>> Start Stored data

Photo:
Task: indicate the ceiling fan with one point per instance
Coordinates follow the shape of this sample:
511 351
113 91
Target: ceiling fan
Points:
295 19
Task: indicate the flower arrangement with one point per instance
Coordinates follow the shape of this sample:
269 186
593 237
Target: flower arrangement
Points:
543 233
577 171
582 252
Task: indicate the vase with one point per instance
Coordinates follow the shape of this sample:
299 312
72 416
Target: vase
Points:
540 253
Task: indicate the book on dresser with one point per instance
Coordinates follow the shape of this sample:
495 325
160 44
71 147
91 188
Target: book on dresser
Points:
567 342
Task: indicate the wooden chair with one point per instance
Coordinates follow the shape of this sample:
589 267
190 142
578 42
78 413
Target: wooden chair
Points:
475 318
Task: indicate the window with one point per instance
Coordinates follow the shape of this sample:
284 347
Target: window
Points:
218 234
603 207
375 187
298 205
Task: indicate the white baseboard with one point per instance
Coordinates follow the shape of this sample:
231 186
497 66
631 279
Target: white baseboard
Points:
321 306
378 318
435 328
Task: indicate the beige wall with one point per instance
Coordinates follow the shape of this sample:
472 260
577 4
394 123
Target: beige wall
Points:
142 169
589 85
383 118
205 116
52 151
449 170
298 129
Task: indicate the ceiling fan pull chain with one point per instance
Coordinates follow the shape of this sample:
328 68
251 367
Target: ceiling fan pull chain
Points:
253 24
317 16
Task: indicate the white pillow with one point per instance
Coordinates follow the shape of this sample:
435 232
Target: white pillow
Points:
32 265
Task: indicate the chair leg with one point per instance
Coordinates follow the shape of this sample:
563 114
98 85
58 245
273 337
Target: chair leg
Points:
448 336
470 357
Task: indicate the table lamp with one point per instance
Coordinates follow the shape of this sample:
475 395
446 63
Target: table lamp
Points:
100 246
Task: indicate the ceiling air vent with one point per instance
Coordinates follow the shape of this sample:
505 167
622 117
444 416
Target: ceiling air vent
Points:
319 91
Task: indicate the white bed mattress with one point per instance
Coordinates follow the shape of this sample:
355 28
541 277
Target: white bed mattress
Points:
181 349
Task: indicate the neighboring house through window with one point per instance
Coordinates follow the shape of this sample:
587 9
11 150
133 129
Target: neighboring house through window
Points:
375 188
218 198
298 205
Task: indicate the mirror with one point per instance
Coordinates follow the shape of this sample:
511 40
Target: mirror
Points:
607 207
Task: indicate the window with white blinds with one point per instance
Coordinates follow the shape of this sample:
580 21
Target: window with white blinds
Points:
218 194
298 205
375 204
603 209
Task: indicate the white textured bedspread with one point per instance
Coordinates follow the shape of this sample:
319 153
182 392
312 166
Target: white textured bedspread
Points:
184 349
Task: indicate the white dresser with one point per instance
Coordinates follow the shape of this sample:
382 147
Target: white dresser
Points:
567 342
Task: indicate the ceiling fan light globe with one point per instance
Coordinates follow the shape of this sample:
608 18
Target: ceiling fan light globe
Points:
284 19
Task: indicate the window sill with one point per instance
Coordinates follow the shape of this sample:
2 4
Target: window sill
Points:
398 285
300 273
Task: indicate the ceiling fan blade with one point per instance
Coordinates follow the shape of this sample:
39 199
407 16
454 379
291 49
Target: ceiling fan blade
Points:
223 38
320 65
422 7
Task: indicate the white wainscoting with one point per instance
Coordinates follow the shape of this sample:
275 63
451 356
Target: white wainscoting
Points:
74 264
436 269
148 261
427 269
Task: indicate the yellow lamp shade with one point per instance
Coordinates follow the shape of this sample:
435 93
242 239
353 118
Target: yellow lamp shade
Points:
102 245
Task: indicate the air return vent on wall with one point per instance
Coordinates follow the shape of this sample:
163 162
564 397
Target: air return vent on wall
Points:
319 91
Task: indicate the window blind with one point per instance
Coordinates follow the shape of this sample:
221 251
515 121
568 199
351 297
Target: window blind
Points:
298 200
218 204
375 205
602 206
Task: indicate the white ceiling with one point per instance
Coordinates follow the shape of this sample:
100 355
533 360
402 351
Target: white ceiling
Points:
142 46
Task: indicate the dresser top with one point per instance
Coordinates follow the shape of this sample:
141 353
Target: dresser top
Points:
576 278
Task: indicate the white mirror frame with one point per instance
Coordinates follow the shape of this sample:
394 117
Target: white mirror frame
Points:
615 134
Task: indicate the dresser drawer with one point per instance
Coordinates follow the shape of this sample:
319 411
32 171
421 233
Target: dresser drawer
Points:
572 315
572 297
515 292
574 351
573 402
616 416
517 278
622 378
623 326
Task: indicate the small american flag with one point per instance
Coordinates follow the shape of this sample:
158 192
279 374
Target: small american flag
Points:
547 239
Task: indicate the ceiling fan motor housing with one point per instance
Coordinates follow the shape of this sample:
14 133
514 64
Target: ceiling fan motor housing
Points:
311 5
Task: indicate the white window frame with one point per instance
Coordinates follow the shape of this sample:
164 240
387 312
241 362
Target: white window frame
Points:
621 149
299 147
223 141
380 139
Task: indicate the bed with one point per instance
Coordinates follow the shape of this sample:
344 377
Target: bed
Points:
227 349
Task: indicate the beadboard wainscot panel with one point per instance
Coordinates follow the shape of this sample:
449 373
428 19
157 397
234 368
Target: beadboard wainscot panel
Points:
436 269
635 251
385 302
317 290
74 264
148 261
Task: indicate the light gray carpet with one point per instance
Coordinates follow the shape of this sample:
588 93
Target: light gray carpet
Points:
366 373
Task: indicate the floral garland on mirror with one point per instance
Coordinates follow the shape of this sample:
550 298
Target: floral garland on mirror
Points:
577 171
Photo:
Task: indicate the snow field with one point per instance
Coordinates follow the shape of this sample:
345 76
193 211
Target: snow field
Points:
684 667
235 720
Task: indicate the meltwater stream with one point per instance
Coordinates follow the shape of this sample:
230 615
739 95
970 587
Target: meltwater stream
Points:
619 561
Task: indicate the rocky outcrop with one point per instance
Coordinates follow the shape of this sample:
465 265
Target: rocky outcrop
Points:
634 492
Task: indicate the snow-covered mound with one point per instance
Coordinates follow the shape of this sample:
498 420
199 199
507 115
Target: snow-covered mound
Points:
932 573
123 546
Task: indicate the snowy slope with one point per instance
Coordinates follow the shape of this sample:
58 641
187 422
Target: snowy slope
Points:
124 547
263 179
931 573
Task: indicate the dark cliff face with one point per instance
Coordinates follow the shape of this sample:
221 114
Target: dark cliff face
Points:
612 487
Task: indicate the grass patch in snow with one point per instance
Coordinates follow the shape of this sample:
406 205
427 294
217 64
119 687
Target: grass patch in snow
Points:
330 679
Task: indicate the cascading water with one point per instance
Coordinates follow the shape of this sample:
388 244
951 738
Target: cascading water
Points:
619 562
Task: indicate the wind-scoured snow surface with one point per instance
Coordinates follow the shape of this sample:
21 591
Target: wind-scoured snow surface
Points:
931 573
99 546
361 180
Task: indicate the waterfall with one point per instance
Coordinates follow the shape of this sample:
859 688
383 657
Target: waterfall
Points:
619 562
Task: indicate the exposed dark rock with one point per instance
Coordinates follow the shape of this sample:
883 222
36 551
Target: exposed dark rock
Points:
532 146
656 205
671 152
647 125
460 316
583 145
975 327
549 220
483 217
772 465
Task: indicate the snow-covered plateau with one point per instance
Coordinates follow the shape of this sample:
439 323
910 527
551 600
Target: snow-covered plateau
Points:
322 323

>> End Stored data

» Problem:
Set down, word for word, every line from the line that holds "Task: indicate the snowy" to the end of the entries above, including both ends.

» Task output:
Task: indicate the snowy slope with one point per instance
Coordinates follow the shape of this sample:
58 641
187 422
Target: snowy slope
Points:
124 547
263 179
931 573
Task: indicate the dark cliff face with one point per instance
Coordinates follow the shape of this sample:
221 114
Target: dark cliff face
Points:
612 487
Task: indicate the grass patch in snow with one point per instance
Coordinates follow the shape of this sample:
406 205
427 294
217 64
119 687
Target: grass patch in snow
Points:
330 679
Task: indicate the cascading water with one point per instance
Coordinates follow the shape of this sample:
388 244
951 738
Target: cascading water
Points:
619 562
Task: indicate the wind-scoured snow surface with one point per instance
Coordinates follow the shape of this sample:
21 591
Target: wind-scoured snow surface
Points:
931 573
99 546
361 180
Task: indicate the waterfall with one point per instance
Coordinates follow the shape of this sample:
859 688
383 657
Target: waterfall
Points:
619 562
Task: indicate the exposed dark rock with one point per instance
Coordinates follow the shape of this sample:
883 222
36 551
Target: exposed dark rock
Points:
532 146
656 205
671 152
647 125
460 316
583 145
975 327
549 220
483 217
772 465
Task: indicate the snow-covered plateau with one point per instance
Coordinates follow the shape of this sample:
439 323
910 527
551 600
Target: snow-covered plateau
Points:
322 323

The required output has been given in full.